PROBLEMS TO WORK ON:
1. Rewrite the paragraph of the passage on memorials in Lutyens' Delhi that begins "Even the departed want to be part" as a short bulleted list, keeping its main facts.
2. Answer these questions from the passage on memorials in Lutyens' Delhi, one line each:
(a) Which department was the man quoted in the passage part of?
(b) To which ministry were applications made to turn official residences into memorials?
(c) Which place is named as one where the victimisation of Jews is mourned?
3. Write the next part of the passage on memorials in Lutyens' Delhi, picking up after its final sentence.

EXCERPTED TEXT:
══════

Even the departed want to be part of what they once inhabited. Or so their kin feel, and through them, if not through their own volition or political performance, they want to hold on to a piece of Lutyens’ Delhi in the form of memorials. As one man who was in the Public Works Department put it— those who moved in didn’t want to think that they would ever have to leave. That’s what power does. Makes you believe in the immortality of it.
Lutyens’ Delhi, then, is also a graveyard of memorials, given that many who lost their grip on power wanted to hold on to the privilege so badly that they put in applications to the Urban Development Ministry in the name of trusts formed overnight, or in a matter of a few weeks, to turn official residences into memorials. In the games of power where alliances are forged and diffused, and the reliance on memory and assertion of identities are held aloft, memorials are the only way to stay put. Like they do in Israel. Nobody is allowed to forget. There are memorials that you are confronted with on the streets where a bomb may have exploded, or in Masada, where they mourn the victimisation of Jews.

══════

INFORMATION SUPPLIED:
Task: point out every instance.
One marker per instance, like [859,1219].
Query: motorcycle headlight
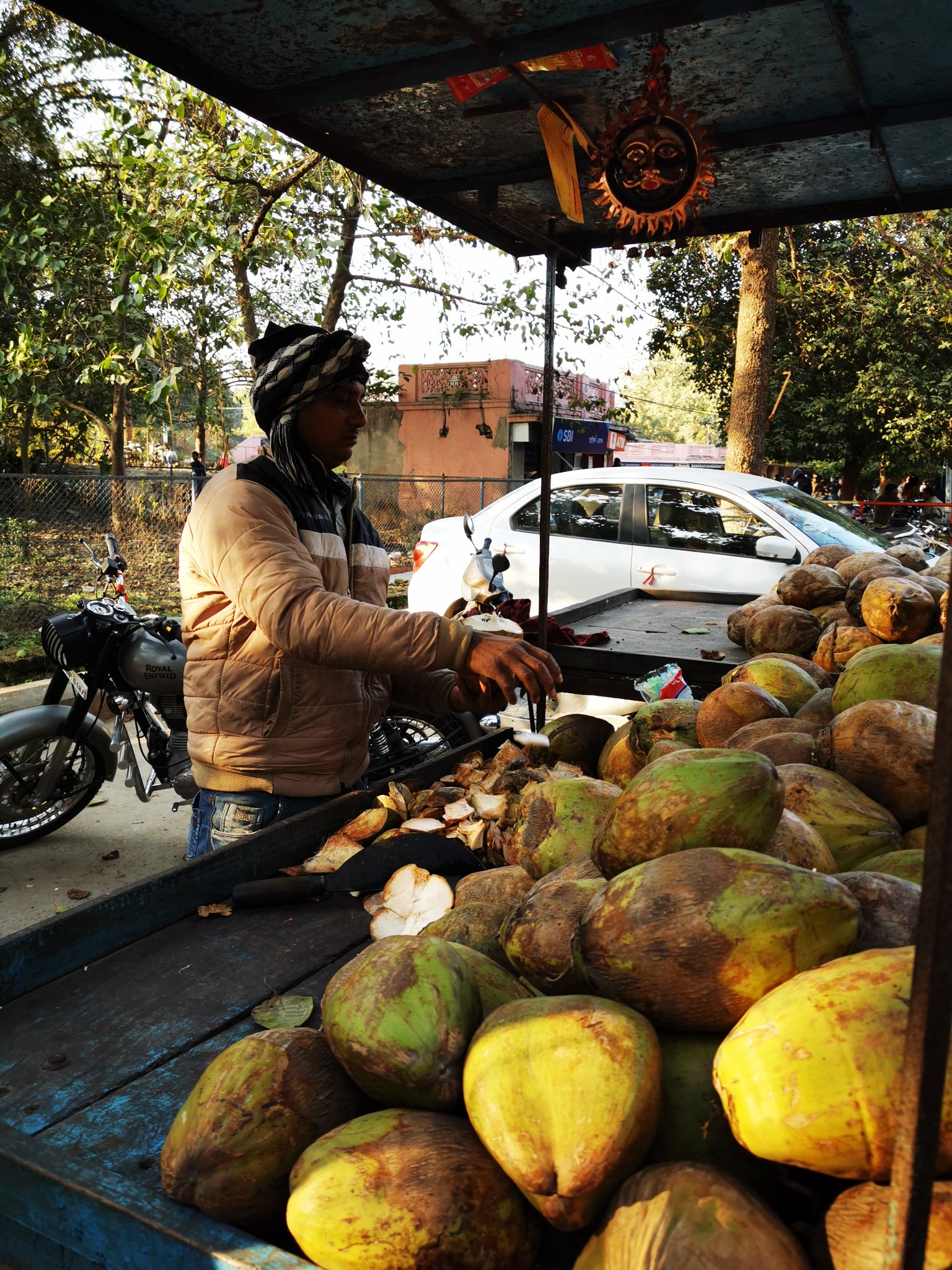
[68,641]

══════

TASK-BY-TASK ANSWERS:
1.
- The departed, or at least their kin, want to remain part of the place they once lived in.
- Through their kin, they hold on to a piece of Lutyens' Delhi in the form of memorials.
- A man who was in the Public Works Department said that those who moved in didn't want to think they would ever have to leave.
- Power makes people believe it will last forever.

2.
(a) The Public Works Department.
(b) The Urban Development Ministry.
(c) Masada.

3.
But not everyone who applied for a memorial was obliged. Like the kin of the former President Giani Zail Singh, who had requested that his official residence be turned into a commemorative structure; it was denied. Or the recent Ajit Singh case, where he was denied a memorial in the name of his father Charan Singh. As one official says, it didn’t mean much since his father died almost 30 years ago, and only after he was served an eviction notice from the house at 12 Tughlaq Road did the RLD leader, taking a cue from other such cases like that of former Lok Sabha Speaker Meira Kumar who was fined heavily for a property grab but later got away with it, ask the Government to dedicate the official residence where his father had spent almost three decades of his political career to his memory.
In a scuffle between the agitating RLD and Bharatiya Kisan Union members, the police had to resort to firing rubber bullets, and in this game of memorials and holding on to symbols of power and eternity, even the Congress supported the agitating leader, calling his eviction ‘unceremonious’ and asking the NDA Government to grant the necessary permissions to convert the residence into a memorial.
But in 2000, the NDA regime had said no more memorials would be allowed in Lutyens’ Delhi, and again, the ban was cited in the case of Ajit Singh’s request. A 2013 Supreme Court judgment on the same lines also said that no more residential buildings owned by the Government could be turned into memorials. Although Singh vacated the place, he said that if there were memorials for Lal Bahadur Shastri and Kanshi Ram, his father also deserved one, having lived in the same house for 36 years.
The UPA lost the argument, as did Ajit Singh. No siege on the LBZ worked, but it forced the new Government to revive the 2000 ban on converting residential properties into memorials, adding that while it would not pay for the maintenance of existing ones, it would let them stay. Like the one on 6 Krishna Menon Marg that was turned into a memorial for Babu Jagjivan Ram. The UPA Government had found a way around the 2013 Supreme Court judgment by leasing the building to a trust.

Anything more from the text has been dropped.